The Future of Infection Control
with thanks to Covid-19
Infection Prevention and Control is not a new concept, the basics have been with us since the days of Florence Nightingale. The spread of hospital borne infection during the coronavirus pandemic has highlighted the importance of IPC systems and procedures within the modern healthcare environment and in fact may help drive the long-term future shaping of this field.
Whilst the lessons learned will inevitably include criticism of lapsed standards and individual failings, it is all too easy to point the finger of blame when the NHS is battling against the biggest health crisis in its history. The fact it has not crumbled under this pressure is testament to the sheer dogged determination of staff whose commitment to provide care to anyone in need cannot be overstated.

We seem to have a built-in apathetic acceptance that some things are destined to be, as though we live in a pre-determined universe.
Take the pandemic response as an example. East Asian countries (with experience of SARS, MERS), immediately set about a policy of eradication – with no acceptable level of infection. In the UK, we have gone about a model of suppression- where numbers will be reduced to an acceptable level. Now think of infection control policy over recent years – target after target (typically not achieved) to reduce infections, to what is seen by policy makers as an acceptable level.

*Stored data*.
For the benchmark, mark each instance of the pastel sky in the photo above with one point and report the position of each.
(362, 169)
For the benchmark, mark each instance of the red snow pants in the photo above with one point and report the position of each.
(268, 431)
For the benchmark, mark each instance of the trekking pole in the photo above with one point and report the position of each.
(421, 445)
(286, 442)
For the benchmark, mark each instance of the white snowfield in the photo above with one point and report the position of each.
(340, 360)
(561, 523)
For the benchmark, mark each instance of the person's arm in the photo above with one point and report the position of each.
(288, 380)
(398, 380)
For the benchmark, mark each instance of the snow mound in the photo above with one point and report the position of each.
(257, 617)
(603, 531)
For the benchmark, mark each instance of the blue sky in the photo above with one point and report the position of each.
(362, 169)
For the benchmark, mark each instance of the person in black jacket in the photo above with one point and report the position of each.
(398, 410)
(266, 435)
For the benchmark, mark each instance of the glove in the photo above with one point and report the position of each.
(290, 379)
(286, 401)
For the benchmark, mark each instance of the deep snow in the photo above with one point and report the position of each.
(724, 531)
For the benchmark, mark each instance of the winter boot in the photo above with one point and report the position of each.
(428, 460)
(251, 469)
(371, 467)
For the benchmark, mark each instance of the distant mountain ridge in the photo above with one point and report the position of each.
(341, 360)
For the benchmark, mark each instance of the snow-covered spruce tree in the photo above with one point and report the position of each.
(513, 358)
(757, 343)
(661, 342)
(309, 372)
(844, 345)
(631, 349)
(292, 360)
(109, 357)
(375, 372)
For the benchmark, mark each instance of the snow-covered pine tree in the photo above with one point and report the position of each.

*Tasks and exercises*.
#1 In the text on the future of infection control, rewrite the passage starting with "The Future of" and going on through "cannot be overstated.", with "NHS" replaced by "health service".
#2 According to the text on the future of infection control, since whose days have the basics of infection prevention and control been with us?
#3 Continue the text on the future of infection control from where it stops.

*Your written answers*.
#1
The Future of Infection Control
with thanks to Covid-19
Infection Prevention and Control is not a new concept, the basics have been with us since the days of Florence Nightingale. The spread of hospital borne infection during the coronavirus pandemic has highlighted the importance of IPC systems and procedures within the modern healthcare environment and in fact may help drive the long-term future shaping of this field.
Whilst the lessons learned will inevitably include criticism of lapsed standards and individual failings, it is all too easy to point the finger of blame when the health service is battling against the biggest health crisis in its history. The fact it has not crumbled under this pressure is testament to the sheer dogged determination of staff whose commitment to provide care to anyone in need cannot be overstated.

#2 Since the days of Florence Nightingale.

#3
Perhaps it is time to learn from our Asian cousins that the only acceptable level is zero.
Whilst some transmission risks are unavoidable and subsequent infection almost inevitable (see the Britishness creeping in), that doesn’t mean they have to be acceptable. We should strive to implement systems and procedures not to hit targets, but to eradicate not accept.
When the number of lives lost through hospital acquired Covid-19 is calculated perhaps the gravity of the situation will be more apparent.
With or without these figures, we can all work towards reducing infection, embracing technological advances, not being so resistant to change.
Whilst for many, IPC is all about the numbers – cost, reduction in bed occupancy, treatment etc; surely the only number that really matters is lives.
Is even one life lost through infection acceptable?